# PROBLEM DETAILS
Please write every entry out again, exactly as it reads below.

# DATA UNDER STUDY
★ ★ ★ ★
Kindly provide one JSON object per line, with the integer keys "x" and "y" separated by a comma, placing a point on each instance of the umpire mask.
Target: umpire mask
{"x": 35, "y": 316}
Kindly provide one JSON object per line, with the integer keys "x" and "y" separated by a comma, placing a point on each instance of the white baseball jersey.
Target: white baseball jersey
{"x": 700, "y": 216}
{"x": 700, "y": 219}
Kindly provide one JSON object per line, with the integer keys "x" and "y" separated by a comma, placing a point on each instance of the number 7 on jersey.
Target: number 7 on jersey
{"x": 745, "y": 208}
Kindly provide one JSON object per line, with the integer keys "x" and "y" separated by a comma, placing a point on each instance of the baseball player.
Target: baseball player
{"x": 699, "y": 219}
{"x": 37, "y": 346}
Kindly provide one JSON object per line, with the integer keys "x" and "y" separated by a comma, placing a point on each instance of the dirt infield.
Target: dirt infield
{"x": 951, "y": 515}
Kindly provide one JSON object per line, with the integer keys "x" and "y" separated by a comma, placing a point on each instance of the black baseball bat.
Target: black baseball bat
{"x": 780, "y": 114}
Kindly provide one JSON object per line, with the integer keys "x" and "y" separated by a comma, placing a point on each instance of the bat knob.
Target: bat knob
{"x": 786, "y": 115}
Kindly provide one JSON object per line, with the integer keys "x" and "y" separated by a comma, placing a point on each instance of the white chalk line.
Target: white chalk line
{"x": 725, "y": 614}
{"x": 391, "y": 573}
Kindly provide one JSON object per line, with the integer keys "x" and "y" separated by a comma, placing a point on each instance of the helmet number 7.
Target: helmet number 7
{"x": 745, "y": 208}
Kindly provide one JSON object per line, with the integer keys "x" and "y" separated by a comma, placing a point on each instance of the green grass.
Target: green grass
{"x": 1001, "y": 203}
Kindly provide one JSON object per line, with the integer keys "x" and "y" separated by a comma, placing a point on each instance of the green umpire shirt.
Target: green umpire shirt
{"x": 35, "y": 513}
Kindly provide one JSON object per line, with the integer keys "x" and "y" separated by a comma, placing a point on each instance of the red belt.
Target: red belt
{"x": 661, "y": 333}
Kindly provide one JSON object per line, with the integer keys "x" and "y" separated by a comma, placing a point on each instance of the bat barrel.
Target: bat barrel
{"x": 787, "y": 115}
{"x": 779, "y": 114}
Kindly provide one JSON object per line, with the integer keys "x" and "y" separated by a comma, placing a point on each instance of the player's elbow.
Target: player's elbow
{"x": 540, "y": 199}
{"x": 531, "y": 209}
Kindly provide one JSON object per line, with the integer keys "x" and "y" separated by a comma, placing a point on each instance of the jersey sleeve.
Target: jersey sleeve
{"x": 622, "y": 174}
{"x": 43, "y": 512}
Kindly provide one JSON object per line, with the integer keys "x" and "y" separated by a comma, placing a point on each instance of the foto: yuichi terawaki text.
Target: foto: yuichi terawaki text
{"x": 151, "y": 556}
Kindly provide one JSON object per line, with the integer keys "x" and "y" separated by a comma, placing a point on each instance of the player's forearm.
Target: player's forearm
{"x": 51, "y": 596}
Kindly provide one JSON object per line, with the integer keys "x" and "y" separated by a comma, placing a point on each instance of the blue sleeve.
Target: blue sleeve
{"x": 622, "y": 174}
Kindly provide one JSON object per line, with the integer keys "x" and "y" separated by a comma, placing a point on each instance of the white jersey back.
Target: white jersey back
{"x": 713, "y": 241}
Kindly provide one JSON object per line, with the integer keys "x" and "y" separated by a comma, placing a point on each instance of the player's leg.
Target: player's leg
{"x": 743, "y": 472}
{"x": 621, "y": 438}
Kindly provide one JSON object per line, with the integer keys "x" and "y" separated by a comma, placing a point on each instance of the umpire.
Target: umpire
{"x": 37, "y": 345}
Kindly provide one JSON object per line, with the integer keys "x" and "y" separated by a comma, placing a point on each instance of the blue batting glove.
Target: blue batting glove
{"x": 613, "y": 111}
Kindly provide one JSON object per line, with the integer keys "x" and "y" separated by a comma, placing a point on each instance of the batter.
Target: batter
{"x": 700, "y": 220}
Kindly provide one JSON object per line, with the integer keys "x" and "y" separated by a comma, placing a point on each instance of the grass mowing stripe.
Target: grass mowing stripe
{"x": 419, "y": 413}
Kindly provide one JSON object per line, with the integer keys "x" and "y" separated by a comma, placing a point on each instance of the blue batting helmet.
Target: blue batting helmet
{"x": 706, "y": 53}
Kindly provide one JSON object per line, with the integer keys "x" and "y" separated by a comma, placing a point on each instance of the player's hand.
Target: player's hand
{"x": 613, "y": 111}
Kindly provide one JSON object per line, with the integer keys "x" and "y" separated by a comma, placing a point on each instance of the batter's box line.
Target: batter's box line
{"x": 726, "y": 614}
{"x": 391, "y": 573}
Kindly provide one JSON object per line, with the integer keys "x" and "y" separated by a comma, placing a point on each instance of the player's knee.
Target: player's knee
★ ★ ★ ★
# EXERCISE RESPONSE
Kindly provide one JSON object per line, with the integer keys "x" and "y" separated by a comma, placing a point on each instance of the umpire mask.
Target: umpire mask
{"x": 35, "y": 316}
Kindly provide one JSON object per line, with the integer keys "x" and "y" separated by a comma, placing a point on each instance of the white baseball jersey.
Target: white baseball jersey
{"x": 700, "y": 216}
{"x": 700, "y": 219}
Kindly provide one JSON object per line, with the integer keys "x" and "y" separated by a comma, placing a point on each instance of the number 7 on jersey.
Target: number 7 on jersey
{"x": 745, "y": 208}
Kindly provide one JSON object per line, with the integer keys "x" and "y" separated by a comma, placing a point on each instance of the baseball player.
Target: baseball player
{"x": 699, "y": 219}
{"x": 37, "y": 346}
Kindly provide one JSON object per line, with the integer keys "x" and "y" separated by a comma, placing a point on each instance of the dirt infield.
Target: dirt infield
{"x": 951, "y": 515}
Kindly provide one JSON object per line, with the integer keys "x" and "y" separated by a comma, placing a point on each instance of the black baseball bat.
Target: black baseball bat
{"x": 780, "y": 114}
Kindly provide one JSON object per line, with the integer keys "x" and "y" separated by a comma, placing a point on each instance of the bat knob.
Target: bat knob
{"x": 786, "y": 115}
Kindly provide one JSON object per line, with the integer keys "x" and "y" separated by a comma, placing a point on each instance of the white chalk line.
Target: white chalk line
{"x": 725, "y": 614}
{"x": 391, "y": 573}
Kindly provide one JSON object per line, with the integer keys "x" and "y" separated by a comma, placing a point on each instance of the helmet number 7.
Target: helmet number 7
{"x": 745, "y": 208}
Kindly provide one JSON object per line, with the integer keys "x" and "y" separated by a comma, placing a point on each instance of the green grass.
Target: green grass
{"x": 1001, "y": 203}
Kindly provide one JSON object per line, with the integer keys "x" and "y" separated by a comma, placing a point on each instance of the green umpire shirt.
Target: green umpire shirt
{"x": 35, "y": 513}
Kindly provide one JSON object per line, with the integer keys "x" and "y" separated by a comma, placing a point on each instance of the red belt.
Target: red belt
{"x": 661, "y": 333}
Kindly provide one JSON object per line, with the integer keys "x" and "y" separated by a comma, placing a point on each instance of the bat barrel.
Target: bat barrel
{"x": 787, "y": 115}
{"x": 779, "y": 114}
Kindly provide one JSON object per line, with the integer keys "x" and "y" separated by a comma, placing a point on each instance of the player's elbow.
Target: player's elbow
{"x": 540, "y": 199}
{"x": 531, "y": 209}
Kindly provide one JSON object per line, with the integer keys "x" and "y" separated by a comma, placing a point on each instance of the jersey sleeve.
Target: jersey sleeve
{"x": 622, "y": 174}
{"x": 43, "y": 512}
Kindly provide one JSON object per line, with the integer keys "x" and "y" separated by a comma, placing a point on each instance of the foto: yuichi terawaki text.
Target: foto: yuichi terawaki text
{"x": 151, "y": 556}
Kindly provide one JSON object per line, with the integer keys "x" and "y" separated by a comma, placing a point on each instance of the player's forearm.
Target: player's forearm
{"x": 51, "y": 596}
Kindly provide one JSON object per line, with the integer keys "x" and "y" separated by a comma, placing a point on each instance of the blue sleeve.
Target: blue sleeve
{"x": 622, "y": 174}
Kindly provide one JSON object per line, with the integer keys "x" and "y" separated by a comma, placing a point on each instance of the white jersey back.
Target: white jersey back
{"x": 713, "y": 241}
Kindly provide one JSON object per line, with the integer keys "x" and "y" separated by a comma, placing a point on each instance of the player's leg.
Target: player's leg
{"x": 743, "y": 472}
{"x": 621, "y": 438}
Kindly provide one JSON object per line, with the integer keys "x" and "y" separated by a comma, placing a point on each instance of the umpire.
Target: umpire
{"x": 37, "y": 345}
Kindly provide one JSON object per line, with the integer keys "x" and "y" separated by a comma, placing a point on each instance of the blue batting glove.
Target: blue batting glove
{"x": 613, "y": 111}
Kindly provide one JSON object per line, with the integer keys "x" and "y" separated by a comma, placing a point on each instance of the batter.
Target: batter
{"x": 700, "y": 220}
Kindly provide one JSON object per line, with the integer keys "x" and "y" separated by a comma, placing a point on each instance of the grass mowing stripe.
Target: grass mowing stripe
{"x": 419, "y": 413}
Kindly provide one JSON object per line, with the integer keys "x" and "y" separated by a comma, placing a point on each instance of the blue batting helmet.
Target: blue batting helmet
{"x": 706, "y": 53}
Kindly provide one JSON object per line, with the integer keys "x" and "y" separated by a comma, placing a point on each instance of the player's hand.
Target: player's hand
{"x": 613, "y": 111}
Kindly provide one JSON object per line, with the integer keys "x" and "y" separated by a comma, placing a point on each instance of the batter's box line.
Target: batter's box line
{"x": 726, "y": 614}
{"x": 391, "y": 573}
Kindly provide one JSON object per line, with the integer keys "x" and "y" separated by a comma, placing a point on each instance of the player's knee.
Target: player's knee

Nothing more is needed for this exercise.